The request:
Rewrite each of the rows below with "pixel coordinates" replaced by "image coordinates" and everything else unchanged, and omit the pictures.

****************************************

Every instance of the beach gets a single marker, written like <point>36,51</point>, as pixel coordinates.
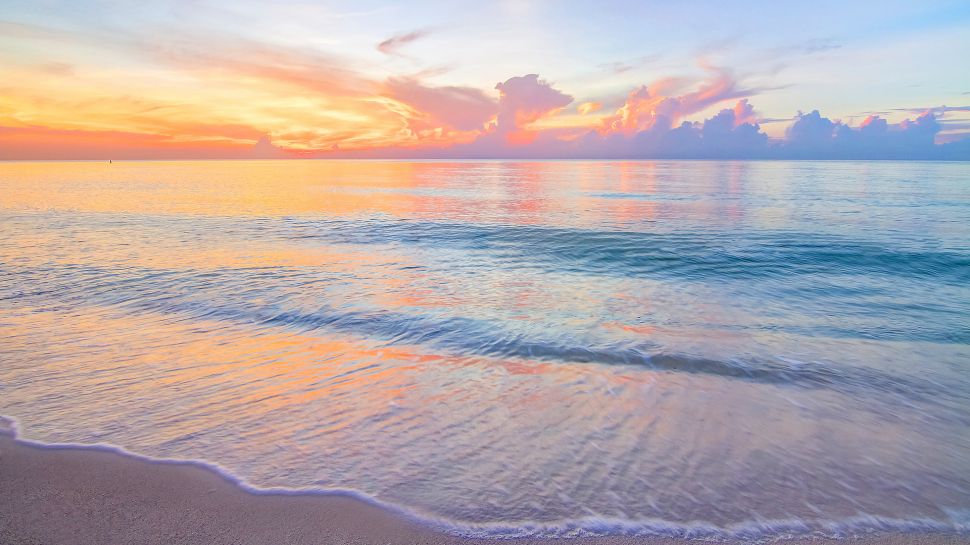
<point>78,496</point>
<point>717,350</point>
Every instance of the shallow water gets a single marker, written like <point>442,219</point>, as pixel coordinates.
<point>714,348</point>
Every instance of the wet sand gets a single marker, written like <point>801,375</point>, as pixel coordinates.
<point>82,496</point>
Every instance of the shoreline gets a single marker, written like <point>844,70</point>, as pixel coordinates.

****************************************

Result:
Every instance of the beach gets a single marker, written like <point>36,51</point>, as image coordinates.
<point>78,496</point>
<point>717,350</point>
Every instance of the shallow water gets a single marker, written like <point>442,219</point>, as image coordinates.
<point>714,348</point>
Every instance of the wet sand gets a single marker, written like <point>801,375</point>, as image coordinates.
<point>82,496</point>
Every instance of the shoreline gets a single marker, written like <point>844,70</point>, as image coordinates.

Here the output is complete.